──────── TEXT PROVIDED ────────

Louie Psihoyos’ The Cove is– let’s face it– not a pleasant film to watch. Before I’d even seen the film, I knew that I was going to be exposed to some truly troubling material with Psihoyos’ documentary, and now that I’ve seen it, I find myself in the strange position of feeling obligated (in a good way) to recommend the film while also feeling terrible about asking anyone to watch it: The Cove is disturbing, horrific, one of the most depressing film-watching experiences that I’ve ever had. It’s also one of the most powerful films I’ve ever seen, an important document concerning the mass dolphin-killings going on in Wakayama, Japan (Taiji, specifically) that virtually everyone should see at least once. The question is: can you handle what the film’s got to say?
Before we go any further, allow me to assure you that The Cove isn’t your average documentary. When you learn that The Cove is a hit-piece of sorts directed at the brutal Japanese fisherman that have been slaughtering dolphins by the thousands– if not millions– in Taiji over the past generation, you tend to think that the film will play out in a certain way: there’ll be talking head interviews with the people that (rightfully) condemn this behavior, there’ll be shocking footage of dolphins being killed, there’ll be some stern finger-wagging at the Japanese government. All of that happens in The Cove, to be sure, but it’s all secondary to the main plotline in the film, which is…the making of The Cove.
See, Psihoyos wasn’t able to just amble into Taiji and start filming the slaughter of dolphins. The local government has been covering up the slaughter for years, part of a conspiracy that seems to have tentacles that stretch into the highest echelons of the Japanese government (and, ominously, beyond), and Japan isn’t exactly a freewheeling, hey-come-and-shoot-some-footage-here-whenever-ya-feel-like-it kinda place. Psihoyos had to literally risk his life to get some of the footage in this film, and the lengths that he went to in order to obtain that footage– all of which we see in excruciating detail throughout the film, and all of which is really, really compelling stuff– are absolutely incredible: he puts cameras into phony rocks (constructed by the geniuses at ILM, incidentally), he and his crew don disguises, they secretly record conversations with members of the local government. The crew itself is a marvel, with each member providing a different service for the team. At one point, one of the team members compares their ragtag group to Danny Ocean’s crew in Ocean’s Eleven, and it’s not an exaggeration: these guys really are playing elaborate spy-games, and their adventures really are like a real-life Ocean’s Eleven heist.

────────

EXERCISE SET >>
A. Please update the entries from the line containing "of the shoulder" through the end of the entries, replacing "exercise" with "task" and keeping everything else the same.
B. Extend the review of The Cove, picking up after its final sentence.

──────── DATA PROVIDED ────────

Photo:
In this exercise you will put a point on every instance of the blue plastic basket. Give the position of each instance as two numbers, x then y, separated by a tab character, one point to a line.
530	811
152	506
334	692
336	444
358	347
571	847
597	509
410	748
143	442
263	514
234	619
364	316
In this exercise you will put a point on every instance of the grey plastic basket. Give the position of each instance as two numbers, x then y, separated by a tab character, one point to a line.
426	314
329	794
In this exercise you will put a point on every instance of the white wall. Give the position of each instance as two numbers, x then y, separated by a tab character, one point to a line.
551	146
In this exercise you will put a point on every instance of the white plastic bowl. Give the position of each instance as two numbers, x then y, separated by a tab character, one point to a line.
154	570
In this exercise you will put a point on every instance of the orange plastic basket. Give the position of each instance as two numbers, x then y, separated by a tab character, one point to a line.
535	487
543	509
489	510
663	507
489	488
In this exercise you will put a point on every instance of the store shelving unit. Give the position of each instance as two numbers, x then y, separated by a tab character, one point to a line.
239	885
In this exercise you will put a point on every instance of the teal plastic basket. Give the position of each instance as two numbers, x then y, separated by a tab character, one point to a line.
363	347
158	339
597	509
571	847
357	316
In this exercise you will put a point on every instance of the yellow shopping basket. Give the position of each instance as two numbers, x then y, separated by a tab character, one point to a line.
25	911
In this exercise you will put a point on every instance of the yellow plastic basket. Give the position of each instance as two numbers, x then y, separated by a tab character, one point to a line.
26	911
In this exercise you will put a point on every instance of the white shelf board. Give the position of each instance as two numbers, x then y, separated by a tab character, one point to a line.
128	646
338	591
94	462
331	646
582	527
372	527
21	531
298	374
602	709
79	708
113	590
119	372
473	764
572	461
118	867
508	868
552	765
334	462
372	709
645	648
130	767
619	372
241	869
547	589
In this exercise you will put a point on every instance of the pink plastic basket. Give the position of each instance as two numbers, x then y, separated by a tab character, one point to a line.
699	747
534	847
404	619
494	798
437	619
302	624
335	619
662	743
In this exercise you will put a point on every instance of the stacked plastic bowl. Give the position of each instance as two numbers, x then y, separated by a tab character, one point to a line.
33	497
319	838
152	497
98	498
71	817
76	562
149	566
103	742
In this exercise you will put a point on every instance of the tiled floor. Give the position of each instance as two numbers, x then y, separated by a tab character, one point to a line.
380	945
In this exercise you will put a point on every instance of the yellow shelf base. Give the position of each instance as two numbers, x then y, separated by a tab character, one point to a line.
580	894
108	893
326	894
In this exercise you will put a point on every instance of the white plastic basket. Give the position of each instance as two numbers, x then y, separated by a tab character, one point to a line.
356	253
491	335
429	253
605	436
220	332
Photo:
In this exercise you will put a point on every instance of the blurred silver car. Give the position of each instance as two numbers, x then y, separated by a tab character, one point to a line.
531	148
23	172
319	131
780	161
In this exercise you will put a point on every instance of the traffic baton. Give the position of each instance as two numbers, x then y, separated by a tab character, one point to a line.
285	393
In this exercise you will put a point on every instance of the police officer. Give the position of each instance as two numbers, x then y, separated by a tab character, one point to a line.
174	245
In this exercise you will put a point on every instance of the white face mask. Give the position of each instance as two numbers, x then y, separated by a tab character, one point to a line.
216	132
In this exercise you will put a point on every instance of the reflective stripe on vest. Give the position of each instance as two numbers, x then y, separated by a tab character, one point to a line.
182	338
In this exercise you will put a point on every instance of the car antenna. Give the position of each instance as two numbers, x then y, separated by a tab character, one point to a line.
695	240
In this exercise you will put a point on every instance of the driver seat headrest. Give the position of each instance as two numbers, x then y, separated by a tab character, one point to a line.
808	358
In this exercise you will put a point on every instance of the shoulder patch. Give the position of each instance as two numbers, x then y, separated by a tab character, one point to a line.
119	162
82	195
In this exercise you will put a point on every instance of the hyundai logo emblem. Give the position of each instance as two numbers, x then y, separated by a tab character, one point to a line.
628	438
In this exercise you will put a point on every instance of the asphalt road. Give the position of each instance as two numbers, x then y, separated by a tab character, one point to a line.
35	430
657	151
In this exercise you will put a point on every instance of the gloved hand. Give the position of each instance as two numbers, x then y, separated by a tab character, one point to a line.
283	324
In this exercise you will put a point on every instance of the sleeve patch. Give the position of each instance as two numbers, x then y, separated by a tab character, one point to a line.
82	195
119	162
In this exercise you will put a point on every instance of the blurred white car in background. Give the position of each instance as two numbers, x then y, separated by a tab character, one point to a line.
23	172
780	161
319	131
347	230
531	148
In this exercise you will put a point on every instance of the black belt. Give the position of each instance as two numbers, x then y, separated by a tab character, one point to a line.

────────

ANSWERS PROVIDED >>
A.
In this task you will put a point on every instance of the shoulder patch. Give the position of each instance as two numbers, x then y, separated by a tab character, one point to a line.
119	162
82	195
In this task you will put a point on every instance of the hyundai logo emblem. Give the position of each instance as two numbers, x then y, separated by a tab character, one point to a line.
628	438
In this task you will put a point on every instance of the asphalt road. Give the position of each instance as two numbers, x then y, separated by a tab character, one point to a line.
35	430
657	151
In this task you will put a point on every instance of the gloved hand. Give the position of each instance as two numbers, x then y, separated by a tab character, one point to a line.
283	324
In this task you will put a point on every instance of the sleeve patch. Give the position of each instance as two numbers, x then y, separated by a tab character, one point to a line.
82	195
119	162
In this task you will put a point on every instance of the blurred white car in background. Give the position of each instance as two numbers, x then y, separated by a tab character, one point to a line.
23	172
780	161
319	131
347	230
531	148
In this task you will put a point on every instance of the black belt. Give the position of each instance as two numbers, x then y, separated by a tab character, one point to a line.

B.
Anyway, most of the film revolves around Ric O’Barry, who was once a very popular American television star on Flipper, the weekly adventure show about a dolphin that…actually, what did Flipper do? Solve mysteries? Get into hijinks? Foil crimes? All of the above? I’ve never seen an episode of Flipper, but of course I’m familiar with the name. In fact, most people are familiar with the name “Flipper”, and it’s because of that association– and the enduring popularity of the show, even if it does only exist amongst die-hard fans and nostalgia-geeks– that O’Barry reels so responsible to the anti-dolphin-killing movement.
We meet O’Barry right at the beginning of the film. He’s driving a van with Psyihoyos’ crew packed inside, all of them ducking down whenever a cop drives by. O’Barry tells the camera that he’s not wanted in Taiji, that the local fisherman and the government (we get the idea that these two are interconnected heavily thanks to a) corruption and b) the massive part, nearly total part that fishing plays in Taiji’s economy) would be happy to see him dead. In the beginning, we think he’s exaggerating (as does Psihoyos), but soon enough we learn that he speaks the truth.
Put very basically, there’s a large network of fisherman in Taiji that hunt, trap, and kill dolphins. Some of them– the “good” ones– get auctioned off to buyers, people that own marine parks all over the world. The other ones aren’t as lucky. There are laws in place against this sort of thing, but it hasn’t stopped the fishermen in Taiji from running rampant on the waters, and though they’re secretive about what they’re doing in the titular cove, it seems like a very poorly-kept secret. O’Barry wants to expose this secret, and so he teams up with Psihoyos and his crew to get incriminating footage of the fishermen at work. That’s where all the Ocean’s Eleven-style shenanigans come into play, and– as I mentioned before– the bulk of the film is spent watching them put their plan into action. It all leads up to some truly horrific, unforgettable, jaw-dropping footage of the fishermen killing dolphins in the cove. It is not an exaggeration to say that once you’ve seen this footage, you will never forget Psihoyos’ film or the message it delivers.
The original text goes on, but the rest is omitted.